_What the task asks_. In the text on public opinion during the state of exception, which forms of authority does the last sentence say the street generally wants to punish? List every one.

_Page excerpt_.

= = = = = = =

The state of exception event represented a recalibration to the public. It was a foundational event like the revolution or election results, the likes of which kick-starts optimism about the imminent future now that the page had been forcefully turned on the past. The political poll that the company Sigma Conseil periodically conducts shows that the level of optimism in mid-August, i.e. after three weeks of the state of exception, was 77.1%, a record level not recorded since 2012. The rate is not entirely surprising as it represents the peak of the celebratory atmosphere over the decisions. The decision to lift MPs’ immunity was the most popular, with absolute support at 87.3% (more than six points above the decision to suspend Parliament). This indicates that the negativity is first and foremost directed at the MPs, not the Parliamentary institution itself. It also confirms the conviction that Parliamentary immunity has become a vehicle for corruption and impunity. From another angle, the lack of democratic culture in society, and hence the connection in the public imaginary between the post-revolution democratic constituent process and the lack of socioeconomic progress, contributed to the population’s limited embrace of the democratic choice and assimilation of its conditions over the past years. In turn, the population became more receptive to the choice of breaking with or turning the page on the past, irrespective of declared intentions and whatever the price may be. Populism found an ideal environment not only to spread, but also to proceed to its most extreme choices with a street that generally wants to punish authority and all its manifestations, not just the traditional political authority but also financial and media authority and even civil society.

= = = = = = =

_Raw data_.
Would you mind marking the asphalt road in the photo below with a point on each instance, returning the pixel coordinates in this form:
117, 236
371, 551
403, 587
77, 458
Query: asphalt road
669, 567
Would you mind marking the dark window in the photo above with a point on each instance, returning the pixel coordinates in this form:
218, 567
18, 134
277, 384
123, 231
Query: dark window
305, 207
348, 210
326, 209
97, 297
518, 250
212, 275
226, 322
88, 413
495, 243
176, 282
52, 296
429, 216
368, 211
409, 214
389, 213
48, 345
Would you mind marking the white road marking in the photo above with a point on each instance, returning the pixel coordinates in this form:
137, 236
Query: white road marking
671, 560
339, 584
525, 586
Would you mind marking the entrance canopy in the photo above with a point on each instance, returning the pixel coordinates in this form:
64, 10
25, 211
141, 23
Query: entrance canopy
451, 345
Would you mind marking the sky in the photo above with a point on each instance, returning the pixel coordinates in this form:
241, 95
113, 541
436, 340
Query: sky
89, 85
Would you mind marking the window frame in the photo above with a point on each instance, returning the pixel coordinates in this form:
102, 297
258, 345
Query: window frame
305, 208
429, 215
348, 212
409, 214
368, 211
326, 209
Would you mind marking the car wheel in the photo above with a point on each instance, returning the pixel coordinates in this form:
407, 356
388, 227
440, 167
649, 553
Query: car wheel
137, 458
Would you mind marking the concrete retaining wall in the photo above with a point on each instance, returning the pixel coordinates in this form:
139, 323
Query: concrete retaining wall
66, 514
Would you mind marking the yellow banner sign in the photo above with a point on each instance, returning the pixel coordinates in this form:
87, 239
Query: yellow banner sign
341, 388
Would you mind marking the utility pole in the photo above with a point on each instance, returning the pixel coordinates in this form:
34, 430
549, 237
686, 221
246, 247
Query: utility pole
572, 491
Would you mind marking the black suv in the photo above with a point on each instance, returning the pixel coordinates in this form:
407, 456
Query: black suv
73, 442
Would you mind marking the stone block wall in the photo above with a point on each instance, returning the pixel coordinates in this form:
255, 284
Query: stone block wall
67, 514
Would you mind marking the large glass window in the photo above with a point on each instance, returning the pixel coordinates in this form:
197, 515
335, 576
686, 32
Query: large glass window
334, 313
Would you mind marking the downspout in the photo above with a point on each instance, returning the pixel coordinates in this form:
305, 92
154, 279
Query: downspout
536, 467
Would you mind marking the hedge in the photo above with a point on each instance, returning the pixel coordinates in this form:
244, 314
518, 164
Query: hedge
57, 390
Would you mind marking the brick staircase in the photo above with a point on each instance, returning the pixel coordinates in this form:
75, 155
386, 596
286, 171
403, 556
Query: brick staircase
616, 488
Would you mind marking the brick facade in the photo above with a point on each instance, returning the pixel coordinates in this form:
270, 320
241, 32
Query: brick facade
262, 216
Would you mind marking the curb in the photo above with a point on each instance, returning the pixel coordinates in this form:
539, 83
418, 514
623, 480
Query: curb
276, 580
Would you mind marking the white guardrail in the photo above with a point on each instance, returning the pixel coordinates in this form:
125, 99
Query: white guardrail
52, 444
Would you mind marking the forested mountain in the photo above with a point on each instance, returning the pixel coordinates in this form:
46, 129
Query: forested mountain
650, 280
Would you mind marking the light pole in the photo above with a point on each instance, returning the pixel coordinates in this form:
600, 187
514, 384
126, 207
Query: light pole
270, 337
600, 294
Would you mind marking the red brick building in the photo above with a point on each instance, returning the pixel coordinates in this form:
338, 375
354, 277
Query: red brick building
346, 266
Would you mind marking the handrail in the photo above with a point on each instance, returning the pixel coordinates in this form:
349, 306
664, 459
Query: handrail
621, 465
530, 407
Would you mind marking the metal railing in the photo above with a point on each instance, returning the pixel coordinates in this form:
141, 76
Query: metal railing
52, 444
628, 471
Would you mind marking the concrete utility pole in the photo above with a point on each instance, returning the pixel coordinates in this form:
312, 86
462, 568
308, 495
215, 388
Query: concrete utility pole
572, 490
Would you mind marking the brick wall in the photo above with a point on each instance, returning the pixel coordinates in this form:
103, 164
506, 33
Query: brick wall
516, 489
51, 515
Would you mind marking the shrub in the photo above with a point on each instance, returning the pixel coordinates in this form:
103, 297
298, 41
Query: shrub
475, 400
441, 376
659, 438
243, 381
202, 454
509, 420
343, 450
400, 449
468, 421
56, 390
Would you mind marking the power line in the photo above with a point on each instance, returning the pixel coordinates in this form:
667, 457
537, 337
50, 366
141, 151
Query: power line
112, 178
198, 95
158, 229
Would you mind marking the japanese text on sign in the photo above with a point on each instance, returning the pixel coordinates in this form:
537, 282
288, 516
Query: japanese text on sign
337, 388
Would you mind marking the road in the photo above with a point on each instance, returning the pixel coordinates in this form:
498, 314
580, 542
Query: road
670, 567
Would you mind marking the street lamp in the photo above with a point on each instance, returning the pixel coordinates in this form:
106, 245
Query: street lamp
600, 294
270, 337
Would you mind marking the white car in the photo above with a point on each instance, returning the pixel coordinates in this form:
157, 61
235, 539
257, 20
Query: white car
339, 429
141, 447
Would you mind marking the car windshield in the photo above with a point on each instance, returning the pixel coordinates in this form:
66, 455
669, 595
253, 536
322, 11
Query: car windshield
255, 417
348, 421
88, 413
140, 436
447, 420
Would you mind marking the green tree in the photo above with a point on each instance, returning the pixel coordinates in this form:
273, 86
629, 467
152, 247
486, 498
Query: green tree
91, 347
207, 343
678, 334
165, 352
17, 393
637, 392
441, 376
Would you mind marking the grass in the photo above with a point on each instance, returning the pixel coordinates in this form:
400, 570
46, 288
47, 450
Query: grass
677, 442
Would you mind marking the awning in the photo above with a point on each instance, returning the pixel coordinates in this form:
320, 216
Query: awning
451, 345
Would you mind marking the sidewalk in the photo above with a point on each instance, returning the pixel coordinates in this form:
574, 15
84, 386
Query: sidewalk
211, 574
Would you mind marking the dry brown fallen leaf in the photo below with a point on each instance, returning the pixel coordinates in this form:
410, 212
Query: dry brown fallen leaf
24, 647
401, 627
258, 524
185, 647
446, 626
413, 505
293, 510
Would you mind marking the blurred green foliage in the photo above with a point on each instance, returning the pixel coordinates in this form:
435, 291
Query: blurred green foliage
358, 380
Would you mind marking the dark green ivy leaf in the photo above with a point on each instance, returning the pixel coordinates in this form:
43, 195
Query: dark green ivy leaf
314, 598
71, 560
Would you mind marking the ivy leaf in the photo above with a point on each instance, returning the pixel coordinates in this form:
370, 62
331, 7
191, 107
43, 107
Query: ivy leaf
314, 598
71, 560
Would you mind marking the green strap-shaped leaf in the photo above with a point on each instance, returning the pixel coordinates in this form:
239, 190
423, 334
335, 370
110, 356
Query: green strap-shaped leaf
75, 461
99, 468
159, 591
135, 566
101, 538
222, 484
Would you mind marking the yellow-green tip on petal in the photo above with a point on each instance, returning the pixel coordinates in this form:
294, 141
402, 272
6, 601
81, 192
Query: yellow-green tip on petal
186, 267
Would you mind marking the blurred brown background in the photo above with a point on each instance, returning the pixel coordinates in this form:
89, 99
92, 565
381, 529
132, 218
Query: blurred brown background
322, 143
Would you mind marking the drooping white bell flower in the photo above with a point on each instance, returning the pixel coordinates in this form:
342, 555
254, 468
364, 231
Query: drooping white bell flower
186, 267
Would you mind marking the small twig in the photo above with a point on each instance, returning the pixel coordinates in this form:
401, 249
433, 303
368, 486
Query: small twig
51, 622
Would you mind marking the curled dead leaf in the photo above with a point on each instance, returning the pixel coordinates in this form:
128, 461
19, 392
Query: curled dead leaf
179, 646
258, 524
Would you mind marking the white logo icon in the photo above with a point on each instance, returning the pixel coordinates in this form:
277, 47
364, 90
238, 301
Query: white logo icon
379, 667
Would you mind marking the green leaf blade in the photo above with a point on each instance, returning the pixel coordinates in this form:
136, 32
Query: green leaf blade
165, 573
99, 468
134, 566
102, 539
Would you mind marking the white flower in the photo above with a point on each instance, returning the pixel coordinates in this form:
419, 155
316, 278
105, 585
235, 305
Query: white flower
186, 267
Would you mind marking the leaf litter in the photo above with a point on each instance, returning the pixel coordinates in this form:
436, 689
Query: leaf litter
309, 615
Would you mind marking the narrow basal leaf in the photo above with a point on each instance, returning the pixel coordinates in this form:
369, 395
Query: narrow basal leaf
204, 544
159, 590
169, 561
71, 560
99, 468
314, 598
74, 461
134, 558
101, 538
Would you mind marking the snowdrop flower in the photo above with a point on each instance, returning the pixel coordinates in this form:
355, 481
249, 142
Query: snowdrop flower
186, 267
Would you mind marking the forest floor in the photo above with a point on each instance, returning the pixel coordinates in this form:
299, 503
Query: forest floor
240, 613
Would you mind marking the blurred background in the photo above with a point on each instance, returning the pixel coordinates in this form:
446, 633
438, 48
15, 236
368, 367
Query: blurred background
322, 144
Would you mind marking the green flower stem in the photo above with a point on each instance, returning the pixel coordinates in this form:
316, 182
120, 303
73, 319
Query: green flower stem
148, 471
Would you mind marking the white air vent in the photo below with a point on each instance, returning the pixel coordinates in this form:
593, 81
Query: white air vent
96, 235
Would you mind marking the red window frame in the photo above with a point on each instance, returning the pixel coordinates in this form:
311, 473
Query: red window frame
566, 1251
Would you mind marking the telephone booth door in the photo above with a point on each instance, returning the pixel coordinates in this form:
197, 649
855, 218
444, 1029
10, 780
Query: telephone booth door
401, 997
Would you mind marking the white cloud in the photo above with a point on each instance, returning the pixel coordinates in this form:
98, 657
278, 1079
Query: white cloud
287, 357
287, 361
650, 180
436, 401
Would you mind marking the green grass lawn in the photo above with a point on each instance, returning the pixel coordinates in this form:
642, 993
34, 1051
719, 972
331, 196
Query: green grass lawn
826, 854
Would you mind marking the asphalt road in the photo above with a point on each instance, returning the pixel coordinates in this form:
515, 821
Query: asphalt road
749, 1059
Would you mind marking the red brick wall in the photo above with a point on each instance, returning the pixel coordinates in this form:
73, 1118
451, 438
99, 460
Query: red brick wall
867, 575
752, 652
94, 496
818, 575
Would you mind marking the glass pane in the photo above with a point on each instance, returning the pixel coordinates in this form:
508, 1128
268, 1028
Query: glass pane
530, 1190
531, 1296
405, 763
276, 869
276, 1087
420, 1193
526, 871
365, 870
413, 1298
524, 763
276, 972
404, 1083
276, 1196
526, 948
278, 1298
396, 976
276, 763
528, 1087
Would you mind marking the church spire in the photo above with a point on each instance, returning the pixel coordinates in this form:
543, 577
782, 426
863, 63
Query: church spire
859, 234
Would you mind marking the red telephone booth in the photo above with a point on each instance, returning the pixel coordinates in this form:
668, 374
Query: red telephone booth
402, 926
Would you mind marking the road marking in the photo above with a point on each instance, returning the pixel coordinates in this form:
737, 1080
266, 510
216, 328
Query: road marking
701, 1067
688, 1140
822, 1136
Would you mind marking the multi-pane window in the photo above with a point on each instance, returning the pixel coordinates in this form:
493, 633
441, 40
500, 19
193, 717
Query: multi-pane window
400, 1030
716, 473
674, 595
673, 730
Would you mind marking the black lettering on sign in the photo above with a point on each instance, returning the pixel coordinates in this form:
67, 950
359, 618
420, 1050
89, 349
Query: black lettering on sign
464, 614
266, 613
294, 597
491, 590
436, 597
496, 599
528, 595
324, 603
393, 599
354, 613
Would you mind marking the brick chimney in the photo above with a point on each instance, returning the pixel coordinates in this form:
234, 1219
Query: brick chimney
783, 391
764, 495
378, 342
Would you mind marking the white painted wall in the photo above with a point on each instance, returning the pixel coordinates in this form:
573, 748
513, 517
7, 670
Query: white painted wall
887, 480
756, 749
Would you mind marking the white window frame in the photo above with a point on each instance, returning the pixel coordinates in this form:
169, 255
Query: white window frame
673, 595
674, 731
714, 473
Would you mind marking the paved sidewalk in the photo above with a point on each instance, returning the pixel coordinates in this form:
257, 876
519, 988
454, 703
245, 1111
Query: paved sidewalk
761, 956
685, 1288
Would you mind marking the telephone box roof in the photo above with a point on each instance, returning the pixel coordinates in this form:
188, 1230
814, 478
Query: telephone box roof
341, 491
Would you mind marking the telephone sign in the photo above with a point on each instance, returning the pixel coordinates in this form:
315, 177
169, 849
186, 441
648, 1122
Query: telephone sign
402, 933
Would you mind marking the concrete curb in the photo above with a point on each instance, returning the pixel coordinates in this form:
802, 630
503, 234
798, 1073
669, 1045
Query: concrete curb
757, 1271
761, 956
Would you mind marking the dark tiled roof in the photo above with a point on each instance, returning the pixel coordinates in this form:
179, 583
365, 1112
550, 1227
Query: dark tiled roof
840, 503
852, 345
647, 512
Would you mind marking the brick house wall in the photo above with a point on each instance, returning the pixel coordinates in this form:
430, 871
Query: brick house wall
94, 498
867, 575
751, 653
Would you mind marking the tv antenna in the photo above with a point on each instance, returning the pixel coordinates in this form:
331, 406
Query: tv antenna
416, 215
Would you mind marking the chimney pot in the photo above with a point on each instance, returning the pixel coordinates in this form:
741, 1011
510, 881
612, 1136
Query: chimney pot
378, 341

= = = = = = =

_Task response_.
- Traditional political authority
- Financial authority
- Media authority
- Civil society